**EXERCISE**: When you reach the line containing "Target: grass field", repeat it and every line after it exactly, stopping only at the end of the listing.

**DATA SHOWN**:

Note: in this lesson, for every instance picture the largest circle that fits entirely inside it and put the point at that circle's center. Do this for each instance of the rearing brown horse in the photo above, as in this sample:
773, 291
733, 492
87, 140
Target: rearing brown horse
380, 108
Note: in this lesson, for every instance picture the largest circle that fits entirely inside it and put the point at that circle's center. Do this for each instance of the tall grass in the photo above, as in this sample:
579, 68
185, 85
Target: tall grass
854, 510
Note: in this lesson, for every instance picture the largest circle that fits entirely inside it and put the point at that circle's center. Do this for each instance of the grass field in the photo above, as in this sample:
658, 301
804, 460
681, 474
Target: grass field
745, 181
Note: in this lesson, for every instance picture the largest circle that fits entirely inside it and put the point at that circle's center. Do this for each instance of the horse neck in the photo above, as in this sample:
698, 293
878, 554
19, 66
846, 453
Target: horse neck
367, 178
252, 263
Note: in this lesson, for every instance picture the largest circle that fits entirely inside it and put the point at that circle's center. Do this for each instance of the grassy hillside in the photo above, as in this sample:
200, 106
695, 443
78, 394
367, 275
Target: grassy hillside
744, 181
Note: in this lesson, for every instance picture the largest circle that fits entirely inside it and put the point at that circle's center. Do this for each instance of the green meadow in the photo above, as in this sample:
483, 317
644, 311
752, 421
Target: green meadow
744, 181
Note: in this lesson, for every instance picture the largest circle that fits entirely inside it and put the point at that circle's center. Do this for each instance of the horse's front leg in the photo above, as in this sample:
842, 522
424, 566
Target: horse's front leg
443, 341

**EXPECTED OUTPUT**:
Target: grass field
745, 181
Note: in this lesson, for every instance picture the largest circle that fits entirely inside it and put the point at that circle's center. Do this for each instance of the horse neck in the photo above, as in this sample:
698, 293
878, 554
19, 66
846, 453
Target: horse neck
367, 178
252, 263
Note: in this lesson, for every instance picture the largest circle that fits entirely inside it and put the point at that circle's center. Do this for each instance of the grassy hillside in the photo above, as in this sample:
200, 106
695, 443
78, 394
367, 275
Target: grassy hillside
744, 181
Note: in this lesson, for every instance picture the largest circle that fits entirely inside it and put the point at that circle's center. Do this for each instance of the green meadow in the photo above, as in this sample:
483, 317
644, 311
752, 421
Target: green meadow
744, 181
Note: in this lesson, for every instance picture the largest circle that fits entirely inside it and put the point at that circle's center. Do this for each instance of the horse's front leg in the photo above, as in this sample:
842, 522
424, 566
Target: horse's front leg
443, 341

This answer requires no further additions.